Only lines that contain the word "mark" are to be returned from the data below.

╭─ Records shown

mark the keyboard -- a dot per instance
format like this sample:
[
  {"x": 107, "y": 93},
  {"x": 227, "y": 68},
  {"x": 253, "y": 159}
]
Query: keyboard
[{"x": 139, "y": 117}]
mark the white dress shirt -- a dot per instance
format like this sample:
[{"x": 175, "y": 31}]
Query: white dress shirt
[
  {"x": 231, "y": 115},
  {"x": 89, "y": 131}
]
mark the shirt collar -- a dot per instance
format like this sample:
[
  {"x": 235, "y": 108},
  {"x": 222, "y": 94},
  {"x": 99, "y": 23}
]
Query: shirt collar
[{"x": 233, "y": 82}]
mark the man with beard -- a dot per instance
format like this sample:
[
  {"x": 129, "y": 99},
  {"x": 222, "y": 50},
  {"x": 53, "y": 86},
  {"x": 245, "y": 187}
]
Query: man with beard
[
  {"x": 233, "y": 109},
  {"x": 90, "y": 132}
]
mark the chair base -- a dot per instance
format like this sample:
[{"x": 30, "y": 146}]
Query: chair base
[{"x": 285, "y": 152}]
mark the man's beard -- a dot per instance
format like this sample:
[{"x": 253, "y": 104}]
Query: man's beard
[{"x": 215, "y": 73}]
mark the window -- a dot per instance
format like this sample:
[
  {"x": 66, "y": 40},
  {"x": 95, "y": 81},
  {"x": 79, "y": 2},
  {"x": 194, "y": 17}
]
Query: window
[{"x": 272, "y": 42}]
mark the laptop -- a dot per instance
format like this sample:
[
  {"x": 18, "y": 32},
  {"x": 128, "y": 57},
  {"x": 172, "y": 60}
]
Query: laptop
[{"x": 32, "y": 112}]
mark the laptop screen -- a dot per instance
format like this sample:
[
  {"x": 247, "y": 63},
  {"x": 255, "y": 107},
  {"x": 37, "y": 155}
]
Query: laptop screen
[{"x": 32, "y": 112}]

╰─

# [Output for this task]
mark the keyboard -- a dot per instance
mark the white dress shirt -- a dot per instance
mark the shirt collar -- a dot per instance
mark the man with beard -- a dot per instance
mark the chair base -- a dot per instance
mark the man's beard -- a dot per instance
mark the window -- a dot per instance
mark the laptop -- a dot per instance
mark the laptop screen -- a dot per instance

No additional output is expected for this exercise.